> [Given request]
Convert the records, starting with the line containing "I'm looking for the wooden privacy" and going on through the line containing "[271,284,349,435]", into a JSON list of strings with one string per line. Leave out blank lines.

> [Recorded information]

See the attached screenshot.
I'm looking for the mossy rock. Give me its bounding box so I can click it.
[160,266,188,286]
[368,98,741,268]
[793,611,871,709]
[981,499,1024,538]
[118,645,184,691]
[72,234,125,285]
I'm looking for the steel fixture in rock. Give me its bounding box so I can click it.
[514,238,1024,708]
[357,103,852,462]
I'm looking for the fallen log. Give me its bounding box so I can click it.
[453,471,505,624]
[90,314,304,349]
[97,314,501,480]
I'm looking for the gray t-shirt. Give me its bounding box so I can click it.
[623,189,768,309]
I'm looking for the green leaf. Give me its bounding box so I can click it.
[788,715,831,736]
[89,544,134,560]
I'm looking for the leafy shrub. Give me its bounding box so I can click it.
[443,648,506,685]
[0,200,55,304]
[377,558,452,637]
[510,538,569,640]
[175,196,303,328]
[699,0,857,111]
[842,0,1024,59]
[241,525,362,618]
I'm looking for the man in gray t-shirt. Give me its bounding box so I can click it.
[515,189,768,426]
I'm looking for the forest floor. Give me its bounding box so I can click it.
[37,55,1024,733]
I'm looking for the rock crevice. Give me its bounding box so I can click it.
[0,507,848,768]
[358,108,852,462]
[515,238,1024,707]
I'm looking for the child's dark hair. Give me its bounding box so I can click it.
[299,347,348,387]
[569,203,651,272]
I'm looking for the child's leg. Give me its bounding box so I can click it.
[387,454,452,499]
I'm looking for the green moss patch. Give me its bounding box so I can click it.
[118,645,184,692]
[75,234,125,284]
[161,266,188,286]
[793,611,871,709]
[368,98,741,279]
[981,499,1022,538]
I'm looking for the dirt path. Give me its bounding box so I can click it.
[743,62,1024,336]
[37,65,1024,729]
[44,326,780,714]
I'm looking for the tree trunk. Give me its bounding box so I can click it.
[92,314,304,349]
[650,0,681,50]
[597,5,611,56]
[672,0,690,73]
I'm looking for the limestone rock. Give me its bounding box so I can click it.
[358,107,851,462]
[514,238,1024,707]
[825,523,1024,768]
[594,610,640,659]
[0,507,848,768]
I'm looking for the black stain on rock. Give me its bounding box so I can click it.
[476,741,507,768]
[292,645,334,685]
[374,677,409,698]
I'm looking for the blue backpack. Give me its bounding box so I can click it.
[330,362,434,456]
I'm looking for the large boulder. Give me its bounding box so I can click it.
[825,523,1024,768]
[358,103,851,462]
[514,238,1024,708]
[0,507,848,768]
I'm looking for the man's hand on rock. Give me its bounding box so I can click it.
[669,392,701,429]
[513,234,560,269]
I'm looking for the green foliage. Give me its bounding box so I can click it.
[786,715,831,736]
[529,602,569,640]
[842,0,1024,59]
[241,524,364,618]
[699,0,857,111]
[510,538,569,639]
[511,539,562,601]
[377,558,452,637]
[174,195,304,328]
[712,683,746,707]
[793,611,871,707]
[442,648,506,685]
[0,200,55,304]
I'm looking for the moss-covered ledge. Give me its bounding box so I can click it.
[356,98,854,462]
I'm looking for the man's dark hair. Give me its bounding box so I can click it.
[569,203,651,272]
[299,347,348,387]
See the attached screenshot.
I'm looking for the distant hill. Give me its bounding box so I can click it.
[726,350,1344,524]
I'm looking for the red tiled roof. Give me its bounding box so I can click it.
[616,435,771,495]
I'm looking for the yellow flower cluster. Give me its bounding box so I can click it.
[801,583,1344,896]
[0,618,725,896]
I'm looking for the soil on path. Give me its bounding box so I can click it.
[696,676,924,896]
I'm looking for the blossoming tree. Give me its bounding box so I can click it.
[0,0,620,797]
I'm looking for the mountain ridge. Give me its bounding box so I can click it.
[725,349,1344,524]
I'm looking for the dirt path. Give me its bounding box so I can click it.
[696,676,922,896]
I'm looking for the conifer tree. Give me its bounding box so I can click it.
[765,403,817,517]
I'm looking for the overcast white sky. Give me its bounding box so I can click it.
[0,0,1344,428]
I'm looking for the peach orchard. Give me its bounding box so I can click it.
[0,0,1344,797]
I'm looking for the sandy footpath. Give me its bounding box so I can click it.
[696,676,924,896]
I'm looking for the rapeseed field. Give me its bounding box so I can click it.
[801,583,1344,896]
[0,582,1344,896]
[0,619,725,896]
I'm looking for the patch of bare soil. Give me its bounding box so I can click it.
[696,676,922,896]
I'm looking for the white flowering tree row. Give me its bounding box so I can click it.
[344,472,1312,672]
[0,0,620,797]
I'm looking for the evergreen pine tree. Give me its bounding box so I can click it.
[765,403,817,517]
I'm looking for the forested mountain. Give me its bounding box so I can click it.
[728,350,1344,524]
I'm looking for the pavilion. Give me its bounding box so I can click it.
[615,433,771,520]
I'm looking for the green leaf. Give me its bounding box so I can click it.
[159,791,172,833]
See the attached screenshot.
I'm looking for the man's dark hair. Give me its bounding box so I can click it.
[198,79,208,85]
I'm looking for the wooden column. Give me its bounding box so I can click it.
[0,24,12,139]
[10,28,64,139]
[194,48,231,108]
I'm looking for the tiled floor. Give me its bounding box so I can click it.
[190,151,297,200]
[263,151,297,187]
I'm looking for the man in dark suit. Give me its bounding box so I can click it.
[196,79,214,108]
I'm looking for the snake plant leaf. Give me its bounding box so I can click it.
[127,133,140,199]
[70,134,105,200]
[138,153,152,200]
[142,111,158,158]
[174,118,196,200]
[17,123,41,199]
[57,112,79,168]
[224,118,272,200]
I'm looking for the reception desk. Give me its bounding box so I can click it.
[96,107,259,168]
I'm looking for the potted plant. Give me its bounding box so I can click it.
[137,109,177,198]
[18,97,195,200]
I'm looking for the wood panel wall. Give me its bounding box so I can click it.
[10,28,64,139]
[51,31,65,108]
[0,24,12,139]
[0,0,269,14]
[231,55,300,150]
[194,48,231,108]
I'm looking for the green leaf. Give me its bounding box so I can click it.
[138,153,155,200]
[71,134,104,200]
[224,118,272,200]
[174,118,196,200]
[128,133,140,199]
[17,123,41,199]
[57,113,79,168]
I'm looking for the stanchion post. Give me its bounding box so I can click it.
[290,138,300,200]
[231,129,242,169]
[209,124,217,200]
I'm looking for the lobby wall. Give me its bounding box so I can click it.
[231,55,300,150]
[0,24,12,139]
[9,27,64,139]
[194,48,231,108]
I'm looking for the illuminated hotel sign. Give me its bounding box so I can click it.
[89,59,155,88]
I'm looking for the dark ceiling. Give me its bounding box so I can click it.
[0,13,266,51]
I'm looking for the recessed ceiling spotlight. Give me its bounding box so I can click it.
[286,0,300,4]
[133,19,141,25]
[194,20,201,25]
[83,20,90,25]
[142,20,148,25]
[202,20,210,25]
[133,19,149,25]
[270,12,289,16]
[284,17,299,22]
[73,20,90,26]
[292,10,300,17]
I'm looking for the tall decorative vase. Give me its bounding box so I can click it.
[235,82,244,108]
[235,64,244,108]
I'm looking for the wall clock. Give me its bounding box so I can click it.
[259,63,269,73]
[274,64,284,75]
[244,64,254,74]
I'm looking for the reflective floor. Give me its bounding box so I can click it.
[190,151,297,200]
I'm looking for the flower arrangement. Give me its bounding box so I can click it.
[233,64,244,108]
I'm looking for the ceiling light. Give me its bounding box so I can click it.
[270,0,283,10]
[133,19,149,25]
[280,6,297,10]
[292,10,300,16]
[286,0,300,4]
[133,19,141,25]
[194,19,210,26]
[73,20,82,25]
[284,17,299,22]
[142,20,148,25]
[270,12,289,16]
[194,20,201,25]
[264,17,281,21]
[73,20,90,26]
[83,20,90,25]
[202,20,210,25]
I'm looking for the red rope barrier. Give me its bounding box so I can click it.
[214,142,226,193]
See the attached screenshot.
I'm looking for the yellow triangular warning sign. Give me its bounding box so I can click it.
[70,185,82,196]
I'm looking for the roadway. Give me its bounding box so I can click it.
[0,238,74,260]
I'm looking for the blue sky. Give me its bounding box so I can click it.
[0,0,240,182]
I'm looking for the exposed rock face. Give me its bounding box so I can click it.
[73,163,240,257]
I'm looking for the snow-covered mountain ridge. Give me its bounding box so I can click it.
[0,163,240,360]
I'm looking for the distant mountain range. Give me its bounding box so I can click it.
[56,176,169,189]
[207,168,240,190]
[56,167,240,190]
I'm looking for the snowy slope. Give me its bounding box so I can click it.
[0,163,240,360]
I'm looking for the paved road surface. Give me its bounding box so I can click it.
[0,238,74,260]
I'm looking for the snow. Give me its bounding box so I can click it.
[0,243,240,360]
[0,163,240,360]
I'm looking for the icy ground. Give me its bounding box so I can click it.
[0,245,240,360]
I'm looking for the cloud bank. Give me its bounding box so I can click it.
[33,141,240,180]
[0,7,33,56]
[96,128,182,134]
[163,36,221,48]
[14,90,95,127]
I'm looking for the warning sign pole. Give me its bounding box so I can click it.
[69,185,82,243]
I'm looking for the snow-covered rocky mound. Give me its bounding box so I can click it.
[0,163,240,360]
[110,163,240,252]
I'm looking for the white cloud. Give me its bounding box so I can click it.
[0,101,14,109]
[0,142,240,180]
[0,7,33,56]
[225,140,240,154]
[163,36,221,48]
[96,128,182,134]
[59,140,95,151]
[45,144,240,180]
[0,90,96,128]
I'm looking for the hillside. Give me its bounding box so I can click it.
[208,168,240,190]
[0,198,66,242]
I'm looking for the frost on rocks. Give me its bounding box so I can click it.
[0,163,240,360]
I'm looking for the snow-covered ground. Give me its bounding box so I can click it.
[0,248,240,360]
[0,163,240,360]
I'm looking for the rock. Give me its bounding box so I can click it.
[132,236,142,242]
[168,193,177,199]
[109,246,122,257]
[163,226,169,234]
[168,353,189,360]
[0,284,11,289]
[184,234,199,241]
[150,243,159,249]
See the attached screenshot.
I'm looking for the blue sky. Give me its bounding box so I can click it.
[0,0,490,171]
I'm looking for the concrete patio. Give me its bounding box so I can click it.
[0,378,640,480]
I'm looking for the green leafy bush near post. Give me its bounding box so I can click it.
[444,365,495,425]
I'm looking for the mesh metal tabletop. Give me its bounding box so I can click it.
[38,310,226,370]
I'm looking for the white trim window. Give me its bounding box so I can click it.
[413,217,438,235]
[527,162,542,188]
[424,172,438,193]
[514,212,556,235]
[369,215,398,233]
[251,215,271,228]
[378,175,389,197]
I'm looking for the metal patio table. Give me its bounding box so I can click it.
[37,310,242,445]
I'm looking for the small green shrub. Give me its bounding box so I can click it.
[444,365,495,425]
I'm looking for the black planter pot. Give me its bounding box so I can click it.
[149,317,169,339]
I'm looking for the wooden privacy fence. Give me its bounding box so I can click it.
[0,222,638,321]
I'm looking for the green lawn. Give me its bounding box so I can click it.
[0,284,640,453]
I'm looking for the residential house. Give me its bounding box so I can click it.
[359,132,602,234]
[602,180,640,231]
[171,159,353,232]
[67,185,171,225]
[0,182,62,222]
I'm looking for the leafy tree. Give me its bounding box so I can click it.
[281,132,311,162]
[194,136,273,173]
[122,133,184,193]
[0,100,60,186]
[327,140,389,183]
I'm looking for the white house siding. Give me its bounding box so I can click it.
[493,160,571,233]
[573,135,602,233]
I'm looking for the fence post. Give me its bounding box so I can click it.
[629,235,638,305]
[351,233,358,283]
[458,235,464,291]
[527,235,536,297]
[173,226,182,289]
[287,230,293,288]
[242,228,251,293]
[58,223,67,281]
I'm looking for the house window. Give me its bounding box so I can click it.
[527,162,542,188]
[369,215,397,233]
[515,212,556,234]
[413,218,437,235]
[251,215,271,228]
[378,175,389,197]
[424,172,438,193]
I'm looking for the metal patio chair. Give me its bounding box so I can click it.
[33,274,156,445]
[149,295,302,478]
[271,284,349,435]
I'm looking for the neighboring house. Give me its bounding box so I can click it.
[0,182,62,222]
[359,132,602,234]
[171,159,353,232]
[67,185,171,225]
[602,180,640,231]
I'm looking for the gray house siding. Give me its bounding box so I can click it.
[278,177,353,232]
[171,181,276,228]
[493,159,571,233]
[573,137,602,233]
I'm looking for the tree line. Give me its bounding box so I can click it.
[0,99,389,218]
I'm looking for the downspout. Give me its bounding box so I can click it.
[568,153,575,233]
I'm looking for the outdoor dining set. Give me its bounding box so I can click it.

> [Task result]
[
  "I'm looking for the wooden privacy fence. Give me its bounding box so I can click it.",
  "[0,222,638,321]",
  "I'm looking for the green lawn. Give me its bounding box so I can click it.",
  "[0,284,640,453]",
  "I'm looking for the residential house. Give me its bounding box so I can click it.",
  "[359,132,602,234]",
  "[602,180,640,231]",
  "[171,159,353,232]",
  "[67,185,171,225]",
  "[0,182,62,222]",
  "I'm looking for the leafy tree. Give me its bounding box so I can click it.",
  "[281,132,311,162]",
  "[194,136,273,173]",
  "[122,133,184,193]",
  "[0,100,60,186]",
  "[327,140,389,183]",
  "I'm looking for the white house siding. Give me its bounding box so I can click it.",
  "[493,160,571,233]",
  "[573,135,602,233]",
  "I'm looking for the fence post. Give me its bounding box so I can click it.",
  "[629,235,638,305]",
  "[351,233,358,283]",
  "[458,235,464,291]",
  "[527,235,536,297]",
  "[173,226,182,289]",
  "[287,230,293,288]",
  "[242,228,251,293]",
  "[58,223,67,281]",
  "I'm looking for the house window. Give me its bounding box so I can click it.",
  "[527,162,542,188]",
  "[369,215,397,233]",
  "[515,212,556,234]",
  "[413,218,437,235]",
  "[251,215,271,228]",
  "[378,175,389,197]",
  "[424,172,438,193]",
  "I'm looking for the metal patio chair. Give me its bounding box so I can click it.",
  "[33,274,156,445]",
  "[149,295,302,478]",
  "[271,284,349,435]"
]